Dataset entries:

┌──

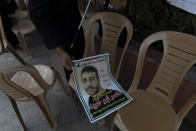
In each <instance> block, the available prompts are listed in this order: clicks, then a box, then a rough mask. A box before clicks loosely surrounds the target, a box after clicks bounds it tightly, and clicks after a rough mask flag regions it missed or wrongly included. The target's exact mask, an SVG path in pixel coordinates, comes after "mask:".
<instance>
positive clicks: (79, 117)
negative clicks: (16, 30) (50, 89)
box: [0, 33, 109, 131]
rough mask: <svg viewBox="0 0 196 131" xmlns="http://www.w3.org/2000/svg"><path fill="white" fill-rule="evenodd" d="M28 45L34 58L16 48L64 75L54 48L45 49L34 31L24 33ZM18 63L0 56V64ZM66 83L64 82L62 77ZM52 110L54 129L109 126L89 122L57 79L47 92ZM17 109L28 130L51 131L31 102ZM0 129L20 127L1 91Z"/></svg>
mask: <svg viewBox="0 0 196 131" xmlns="http://www.w3.org/2000/svg"><path fill="white" fill-rule="evenodd" d="M26 39H27V40H28V45H29V47H30V50H31V52H32V54H33V59H29V58H28V57H27V56H26V55H25V54H24V53H23V51H22V50H21V49H19V50H18V52H19V53H20V55H21V56H22V57H23V58H24V59H25V60H26V61H27V62H28V63H29V64H47V65H50V66H53V67H55V69H57V70H58V71H59V72H60V74H61V75H62V76H63V78H65V77H64V72H63V69H62V67H61V65H60V61H59V59H58V56H57V54H56V53H55V50H51V51H48V50H47V49H46V48H45V47H44V45H43V43H42V41H41V39H40V37H39V35H38V34H37V33H33V34H30V35H27V36H26ZM14 65H20V63H18V62H17V61H16V60H15V59H14V57H13V56H12V55H11V54H3V55H1V56H0V67H1V68H3V67H8V66H14ZM64 81H65V83H67V81H66V80H65V79H64ZM46 97H47V100H48V103H49V105H50V107H51V110H52V112H53V114H54V116H55V118H56V120H57V122H58V129H57V131H65V130H69V131H91V130H93V131H100V130H101V131H107V130H109V127H108V126H106V125H108V124H106V125H100V124H97V123H95V124H91V123H90V122H89V120H88V118H87V116H86V114H85V112H84V110H83V108H82V106H81V104H79V105H77V106H76V105H74V103H73V101H72V98H71V97H69V96H66V95H65V94H64V92H63V89H62V88H61V87H60V85H59V84H58V82H56V83H55V85H54V86H53V87H52V88H51V90H50V91H49V92H48V93H47V95H46ZM17 104H18V106H19V110H20V112H21V114H22V117H23V119H24V122H25V124H26V126H27V128H28V131H50V130H51V128H50V125H49V124H48V122H47V120H46V119H45V117H44V116H43V114H42V112H41V111H40V110H39V108H38V106H37V105H36V104H35V103H34V102H18V103H17ZM0 118H1V119H0V131H20V130H21V126H20V124H19V121H18V119H17V117H16V115H15V112H14V110H13V109H12V107H11V105H10V103H9V101H8V98H7V97H6V96H5V95H4V94H3V93H1V92H0Z"/></svg>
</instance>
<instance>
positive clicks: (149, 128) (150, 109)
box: [119, 90, 180, 131]
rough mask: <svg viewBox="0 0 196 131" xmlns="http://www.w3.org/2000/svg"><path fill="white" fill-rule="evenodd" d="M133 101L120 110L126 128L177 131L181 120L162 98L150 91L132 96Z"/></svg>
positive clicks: (139, 92) (137, 91) (166, 102)
mask: <svg viewBox="0 0 196 131" xmlns="http://www.w3.org/2000/svg"><path fill="white" fill-rule="evenodd" d="M130 96H131V97H133V101H132V102H131V103H129V104H128V105H127V106H125V107H123V108H122V109H120V110H119V115H120V119H121V121H122V123H123V124H124V126H125V127H126V128H127V129H128V130H130V131H177V130H178V127H179V125H180V120H179V118H178V116H177V115H176V113H175V112H174V110H173V109H172V108H171V106H170V105H169V103H167V102H166V101H165V100H164V99H163V98H162V97H160V96H158V95H157V94H154V93H151V92H149V91H142V90H137V91H134V92H133V93H131V94H130Z"/></svg>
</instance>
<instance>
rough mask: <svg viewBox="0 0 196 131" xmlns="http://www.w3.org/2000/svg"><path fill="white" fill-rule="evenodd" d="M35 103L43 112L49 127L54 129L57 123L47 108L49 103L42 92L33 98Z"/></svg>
mask: <svg viewBox="0 0 196 131" xmlns="http://www.w3.org/2000/svg"><path fill="white" fill-rule="evenodd" d="M34 99H35V102H36V103H37V105H38V106H39V107H40V109H41V111H42V112H43V113H44V115H45V117H46V118H47V120H48V122H49V123H50V125H51V127H52V128H53V129H54V130H55V129H56V128H57V123H56V121H55V119H54V116H53V114H52V112H51V110H50V108H49V105H48V103H47V101H46V99H45V97H44V95H43V94H41V95H39V96H37V97H35V98H34Z"/></svg>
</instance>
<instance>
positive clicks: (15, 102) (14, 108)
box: [8, 96, 26, 131]
mask: <svg viewBox="0 0 196 131" xmlns="http://www.w3.org/2000/svg"><path fill="white" fill-rule="evenodd" d="M8 98H9V100H10V103H11V104H12V107H13V108H14V111H15V112H16V115H17V117H18V119H19V121H20V124H21V125H22V129H23V131H26V126H25V124H24V121H23V119H22V116H21V114H20V112H19V110H18V106H17V104H16V101H15V100H14V99H13V98H11V97H10V96H8Z"/></svg>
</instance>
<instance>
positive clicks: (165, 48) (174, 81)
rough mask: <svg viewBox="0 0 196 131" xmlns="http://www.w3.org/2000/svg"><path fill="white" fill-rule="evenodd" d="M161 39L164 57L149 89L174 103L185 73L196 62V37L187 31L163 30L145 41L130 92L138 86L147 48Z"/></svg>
mask: <svg viewBox="0 0 196 131" xmlns="http://www.w3.org/2000/svg"><path fill="white" fill-rule="evenodd" d="M159 40H161V41H163V47H164V53H163V58H162V61H161V64H160V66H159V69H158V70H157V72H156V74H155V76H154V78H153V80H152V82H151V83H150V85H149V88H148V89H147V90H149V91H152V92H155V93H157V94H159V95H161V96H162V97H164V98H165V99H166V100H167V101H168V102H169V103H170V104H172V103H173V99H174V97H175V94H176V91H177V90H178V87H179V85H180V83H181V81H182V79H183V77H184V75H185V74H186V72H187V71H188V70H189V68H190V67H191V66H192V65H193V64H194V63H195V62H196V37H194V36H191V35H188V34H185V33H180V32H172V31H163V32H158V33H155V34H152V35H150V36H149V37H147V38H146V39H145V40H144V41H143V43H142V45H141V47H140V51H139V56H138V60H137V66H136V72H135V76H134V79H133V82H132V85H131V87H130V89H129V91H128V92H129V93H130V92H131V91H133V90H134V89H136V88H137V87H138V85H139V81H140V77H141V72H142V69H143V64H144V59H145V55H146V52H147V49H148V47H149V46H150V45H151V44H152V43H154V42H156V41H159Z"/></svg>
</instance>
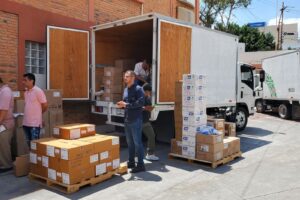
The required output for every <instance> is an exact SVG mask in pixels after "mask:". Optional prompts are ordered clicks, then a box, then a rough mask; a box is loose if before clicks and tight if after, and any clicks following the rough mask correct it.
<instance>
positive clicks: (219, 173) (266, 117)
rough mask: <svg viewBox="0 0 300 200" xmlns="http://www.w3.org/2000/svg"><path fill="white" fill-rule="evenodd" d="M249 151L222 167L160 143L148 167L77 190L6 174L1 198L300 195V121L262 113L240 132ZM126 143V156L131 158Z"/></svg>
mask: <svg viewBox="0 0 300 200" xmlns="http://www.w3.org/2000/svg"><path fill="white" fill-rule="evenodd" d="M239 136H240V138H241V146H242V151H243V157H242V158H240V159H237V160H235V161H233V162H231V163H229V164H227V165H224V166H220V167H218V168H217V169H211V168H209V167H207V166H203V165H199V164H190V163H187V162H185V161H182V160H170V159H168V153H169V146H168V145H159V146H158V151H157V154H158V155H159V156H160V158H161V160H160V161H159V162H153V163H150V162H146V168H147V172H143V173H139V174H136V175H133V174H130V173H129V174H127V175H124V176H115V177H113V178H112V179H110V180H108V181H106V182H103V183H100V184H98V185H95V186H92V187H91V186H88V187H85V188H83V189H81V190H80V191H79V192H77V193H75V194H72V195H64V194H62V193H59V192H55V191H52V190H49V189H47V188H46V187H42V186H40V185H39V184H37V183H35V182H31V181H29V180H28V178H27V177H22V178H15V177H14V175H13V174H12V172H9V173H7V174H2V175H0V188H1V189H0V199H22V200H25V199H28V200H29V199H30V200H33V199H47V200H51V199H55V200H57V199H130V200H132V199H149V200H150V199H153V200H158V199H162V200H165V199H173V200H175V199H185V200H187V199H197V200H198V199H207V200H210V199H226V200H227V199H231V200H240V199H244V200H248V199H251V200H267V199H272V200H277V199H289V200H293V199H295V200H296V199H297V200H298V199H300V171H299V168H300V123H299V122H296V121H287V120H281V119H279V118H278V117H276V116H271V115H263V114H256V115H255V116H254V117H251V119H250V120H249V124H248V128H247V129H246V130H245V131H243V132H242V133H241V134H240V135H239ZM126 155H127V152H126V149H124V148H123V149H122V158H123V160H124V159H126Z"/></svg>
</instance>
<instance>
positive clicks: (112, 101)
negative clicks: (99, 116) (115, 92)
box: [101, 93, 123, 102]
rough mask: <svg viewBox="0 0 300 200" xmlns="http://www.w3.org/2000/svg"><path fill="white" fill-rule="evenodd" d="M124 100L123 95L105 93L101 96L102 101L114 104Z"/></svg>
mask: <svg viewBox="0 0 300 200" xmlns="http://www.w3.org/2000/svg"><path fill="white" fill-rule="evenodd" d="M122 99H123V94H121V93H104V94H103V95H102V96H101V100H103V101H112V102H118V101H121V100H122Z"/></svg>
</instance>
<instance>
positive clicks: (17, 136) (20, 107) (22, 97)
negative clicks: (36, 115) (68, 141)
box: [12, 90, 63, 176]
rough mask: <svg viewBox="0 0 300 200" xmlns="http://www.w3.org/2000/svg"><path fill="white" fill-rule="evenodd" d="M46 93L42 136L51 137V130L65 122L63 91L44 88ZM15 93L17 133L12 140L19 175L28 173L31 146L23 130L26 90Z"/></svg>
mask: <svg viewBox="0 0 300 200" xmlns="http://www.w3.org/2000/svg"><path fill="white" fill-rule="evenodd" d="M44 93H45V95H46V99H47V103H48V109H47V111H46V112H45V113H43V127H42V129H41V133H40V137H41V138H48V137H51V134H52V133H51V130H53V128H54V127H55V126H57V125H60V124H63V110H62V91H61V90H44ZM13 94H14V115H15V133H14V137H13V140H12V154H13V155H14V157H16V162H15V163H14V167H15V174H16V175H17V176H22V175H27V170H24V169H26V167H22V166H25V165H26V158H28V155H27V154H28V153H29V147H28V145H27V143H26V136H25V134H24V131H23V116H24V107H25V101H24V91H15V92H13ZM27 168H28V167H27Z"/></svg>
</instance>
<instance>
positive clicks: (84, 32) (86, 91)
mask: <svg viewBox="0 0 300 200" xmlns="http://www.w3.org/2000/svg"><path fill="white" fill-rule="evenodd" d="M47 48H48V49H47V72H48V73H47V75H48V77H47V88H48V89H62V90H63V98H64V99H66V100H86V99H89V32H88V31H82V30H74V29H66V28H61V27H53V26H48V27H47Z"/></svg>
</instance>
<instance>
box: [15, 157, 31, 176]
mask: <svg viewBox="0 0 300 200" xmlns="http://www.w3.org/2000/svg"><path fill="white" fill-rule="evenodd" d="M29 166H30V165H29V154H26V155H21V156H18V157H16V160H15V162H14V163H13V168H14V173H15V176H17V177H19V176H27V175H28V173H29Z"/></svg>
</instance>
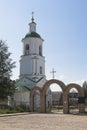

└──

# Task item
Switch every "clicks" to "points" in the stretch from the start of the items through the line containing "box: [0, 33, 109, 131]", and keep everything else the same. Give back only that stretch, without the pictures.

# Expected answer
In each <instance> block, the available prompts are listed in this order: points, then a box, then a rough mask. A box before points loosely surrounds the target, a box after points bounds it tightly, and points after a rough mask flag regions it missed or wrongly included. The target's exact mask, an SVG path in pixel coordinates, comes after "mask:".
<instance>
positive points: (79, 117)
negative points: (16, 30) (50, 89)
box: [0, 33, 109, 131]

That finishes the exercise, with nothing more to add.